Go to the line that contains "of the metal" and extract it along with every line after it, exactly, through the end of the data below.

## begin MATERIAL FOR THE TASK

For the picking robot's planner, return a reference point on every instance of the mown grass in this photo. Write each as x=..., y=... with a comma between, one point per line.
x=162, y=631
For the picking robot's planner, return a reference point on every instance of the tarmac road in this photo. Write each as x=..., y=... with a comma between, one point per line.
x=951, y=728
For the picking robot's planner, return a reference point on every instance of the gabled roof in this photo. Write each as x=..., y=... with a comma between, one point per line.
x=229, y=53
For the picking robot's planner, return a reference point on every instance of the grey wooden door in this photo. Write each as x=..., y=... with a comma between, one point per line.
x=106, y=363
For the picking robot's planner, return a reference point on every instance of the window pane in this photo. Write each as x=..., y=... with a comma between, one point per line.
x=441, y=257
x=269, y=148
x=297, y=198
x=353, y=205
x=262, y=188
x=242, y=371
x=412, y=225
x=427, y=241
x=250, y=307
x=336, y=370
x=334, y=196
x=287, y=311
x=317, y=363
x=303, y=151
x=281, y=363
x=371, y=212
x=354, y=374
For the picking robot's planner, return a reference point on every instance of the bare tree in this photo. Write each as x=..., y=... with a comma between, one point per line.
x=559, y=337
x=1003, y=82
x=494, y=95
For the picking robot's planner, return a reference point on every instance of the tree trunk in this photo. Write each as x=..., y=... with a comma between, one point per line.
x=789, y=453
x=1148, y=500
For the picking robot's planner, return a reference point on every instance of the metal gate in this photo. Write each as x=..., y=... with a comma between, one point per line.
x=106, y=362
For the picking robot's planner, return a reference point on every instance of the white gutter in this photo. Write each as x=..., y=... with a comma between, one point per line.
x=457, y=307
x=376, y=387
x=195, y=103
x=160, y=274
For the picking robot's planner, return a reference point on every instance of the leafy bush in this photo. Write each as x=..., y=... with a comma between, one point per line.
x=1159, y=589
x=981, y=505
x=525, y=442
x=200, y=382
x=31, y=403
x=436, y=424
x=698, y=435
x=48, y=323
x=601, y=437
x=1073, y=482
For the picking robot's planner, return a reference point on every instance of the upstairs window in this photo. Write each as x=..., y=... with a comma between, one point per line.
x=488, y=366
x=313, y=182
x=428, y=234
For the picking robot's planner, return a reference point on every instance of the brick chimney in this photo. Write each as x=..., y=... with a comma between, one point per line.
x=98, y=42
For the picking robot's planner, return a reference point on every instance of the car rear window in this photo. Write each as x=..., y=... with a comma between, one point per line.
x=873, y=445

## end MATERIAL FOR THE TASK

> [FINISHED ANSWER]
For the picking robot's planner, return a reference point on every instance of the metal gate in this photo. Write each as x=..., y=... with a comma between, one point per line.
x=106, y=362
For the picking robot's planner, return a reference point on every instance of the white gutter in this photo. Write each as x=..., y=... with a comma between, one point per line.
x=457, y=307
x=376, y=387
x=195, y=103
x=160, y=274
For the picking robot's planner, return a reference point on every instance of the leafy bush in this photo. Write each as x=..., y=... with a comma between, one point per line.
x=1159, y=589
x=981, y=505
x=525, y=442
x=200, y=382
x=31, y=403
x=436, y=424
x=698, y=435
x=48, y=323
x=601, y=437
x=1073, y=482
For the picking robot's planner, return a reference point on every instance of the upstairs window in this photo. Write each as x=..., y=... with a comma between, one point per line.
x=488, y=366
x=313, y=182
x=428, y=234
For the picking robot's planner, return a reference point on every instance of the brick chimney in this photo. Write each as x=..., y=... with a comma between, one point per line.
x=98, y=42
For the picking robot's planner, return a reference point on every instance of the car rear window in this photo. Write each as x=..., y=... with a comma between, one point per line.
x=873, y=445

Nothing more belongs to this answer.